Source records ::
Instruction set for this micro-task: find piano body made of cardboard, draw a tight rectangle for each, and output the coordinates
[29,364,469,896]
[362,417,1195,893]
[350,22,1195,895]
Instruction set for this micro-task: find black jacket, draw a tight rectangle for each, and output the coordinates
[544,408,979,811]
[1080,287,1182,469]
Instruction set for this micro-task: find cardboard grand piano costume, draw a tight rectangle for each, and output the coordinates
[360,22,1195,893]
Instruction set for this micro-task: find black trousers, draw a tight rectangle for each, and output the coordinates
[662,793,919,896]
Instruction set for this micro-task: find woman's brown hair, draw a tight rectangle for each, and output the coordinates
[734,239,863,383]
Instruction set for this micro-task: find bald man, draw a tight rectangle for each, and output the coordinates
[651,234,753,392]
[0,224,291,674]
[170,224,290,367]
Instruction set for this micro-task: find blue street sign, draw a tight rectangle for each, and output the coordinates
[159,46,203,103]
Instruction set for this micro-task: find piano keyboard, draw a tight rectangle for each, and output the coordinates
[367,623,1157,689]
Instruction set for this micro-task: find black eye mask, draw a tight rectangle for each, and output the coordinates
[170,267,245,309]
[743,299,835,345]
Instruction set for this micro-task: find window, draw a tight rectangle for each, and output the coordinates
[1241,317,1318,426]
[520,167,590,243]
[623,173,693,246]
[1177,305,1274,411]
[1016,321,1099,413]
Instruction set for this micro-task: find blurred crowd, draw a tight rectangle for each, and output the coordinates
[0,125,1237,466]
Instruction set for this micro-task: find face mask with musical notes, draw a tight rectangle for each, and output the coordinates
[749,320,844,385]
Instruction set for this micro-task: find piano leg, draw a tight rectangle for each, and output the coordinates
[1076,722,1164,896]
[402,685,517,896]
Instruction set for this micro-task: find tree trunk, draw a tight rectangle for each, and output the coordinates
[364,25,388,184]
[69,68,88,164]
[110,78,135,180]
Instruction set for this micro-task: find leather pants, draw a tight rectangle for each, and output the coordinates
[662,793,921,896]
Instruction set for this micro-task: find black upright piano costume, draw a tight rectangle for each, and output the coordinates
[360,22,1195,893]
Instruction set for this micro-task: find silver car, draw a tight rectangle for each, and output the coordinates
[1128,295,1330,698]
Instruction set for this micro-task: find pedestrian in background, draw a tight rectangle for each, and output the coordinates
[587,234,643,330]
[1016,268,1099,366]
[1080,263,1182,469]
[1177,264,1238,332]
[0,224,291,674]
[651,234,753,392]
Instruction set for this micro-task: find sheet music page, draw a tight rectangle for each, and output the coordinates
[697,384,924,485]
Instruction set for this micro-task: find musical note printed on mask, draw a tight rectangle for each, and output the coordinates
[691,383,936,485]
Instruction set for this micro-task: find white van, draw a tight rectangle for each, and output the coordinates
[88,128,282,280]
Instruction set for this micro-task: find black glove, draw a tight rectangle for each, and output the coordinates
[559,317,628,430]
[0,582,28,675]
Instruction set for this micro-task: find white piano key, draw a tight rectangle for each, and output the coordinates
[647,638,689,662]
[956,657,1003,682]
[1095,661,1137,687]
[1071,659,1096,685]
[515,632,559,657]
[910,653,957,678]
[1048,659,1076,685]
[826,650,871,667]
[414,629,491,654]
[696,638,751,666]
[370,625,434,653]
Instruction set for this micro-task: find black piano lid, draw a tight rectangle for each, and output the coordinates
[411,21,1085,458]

Directions :: Reproduce every line of the data above word for word.

Result for this task ::
Instruction set for this micro-task: find piano body made of cardboard, draw a tight rectangle for each, and output the coordinates
[29,364,469,896]
[362,417,1195,893]
[350,22,1195,895]
Instruction set for this micro-task: find black jacket, draw a tight rectangle for each, and output the coordinates
[544,408,979,811]
[1080,287,1182,469]
Instruction set for this micro-task: find cardboard grand piano costume, draw a tight rectangle for each, and output the coordinates
[360,22,1195,893]
Instruction set for this micro-task: find black trousers, draw a tight rectangle for each, and output the coordinates
[662,793,919,896]
Instruction set for this micro-task: find woman's brown hair, draw a tight rectangle for each, and output the coordinates
[734,239,863,383]
Instruction set for this micro-task: find bald man, draw a tight rectangle for each, and output the coordinates
[651,234,753,392]
[0,224,291,674]
[170,224,290,367]
Instruction set for this micro-task: find blue street sign, draw a tight rectangle for each, and output the coordinates
[159,46,203,103]
Instruction set for this micro-task: find piano keyboard, draw a tight rectangle for each, and output the coordinates
[367,623,1157,689]
Instruction set for this micro-task: find black eye mask, draw a tight rectangle for each, and output the coordinates
[170,267,245,309]
[743,299,835,345]
Instruction set for this micro-task: find window, draw a tight rectangle for each, and output the coordinates
[1241,317,1318,426]
[520,167,590,243]
[623,173,693,246]
[1177,305,1274,411]
[1016,321,1099,413]
Instruction set for this micro-task: find blurred crowd, draw a tight rectangle for each, and output the coordinates
[0,125,1237,466]
Instruction set for this micro-task: find face mask with musical notes, draw a tight rectangle for each, and output the coordinates
[749,320,844,385]
Instruction set for this micro-task: find piano leg, draw a tight rectangle for each, and output the coordinates
[1076,722,1164,896]
[402,685,517,896]
Instruction set for this micro-task: find tree trunk, draw a tight rectangle for each, and output the coordinates
[364,25,388,184]
[69,68,88,164]
[110,78,135,180]
Instruction set for this micro-task: find leather pants, draw a tight rectangle for each, and output the coordinates
[662,793,921,896]
Instruction set for this micro-task: find black upright piano costume, draw a tight rectangle for each, and output the coordinates
[360,22,1195,893]
Instruction set for this micro-task: find silver car, draw a tight rectangle for each, and output the coordinates
[1128,295,1330,698]
Instruction set for this micro-task: find pedestrian in background, draw a tight rectangle for each, and output the coordinates
[587,234,643,330]
[1016,268,1099,366]
[1080,263,1182,469]
[1177,264,1238,332]
[0,224,291,674]
[651,234,753,392]
Instruction set for this micro-task: find sheet music page, draw a tight rectangle for each, and output the coordinates
[697,384,924,485]
Instruction set for this micro-task: find musical note printed on mask, draw a tight rectangle for each, and output the coordinates
[691,383,936,485]
Instruction set for this micro-task: find white van, draw a tight rectangle for each, and output the coordinates
[88,128,282,280]
Instruction set for this micro-task: find black glove, draw a tight rectangle for each, and output the coordinates
[559,317,628,430]
[0,582,28,675]
Instruction set for this micro-task: find white piano key, draw a tight rectangle for each, and output the coordinates
[647,638,689,662]
[956,657,1003,682]
[1095,661,1137,687]
[1071,659,1096,685]
[515,632,559,657]
[910,653,957,678]
[1048,659,1076,685]
[826,650,871,667]
[414,629,491,654]
[696,638,751,666]
[370,625,434,653]
Instruction set for this micro-task: find black piano lid, draw a tight rectangle for each, and output the coordinates
[411,21,1085,458]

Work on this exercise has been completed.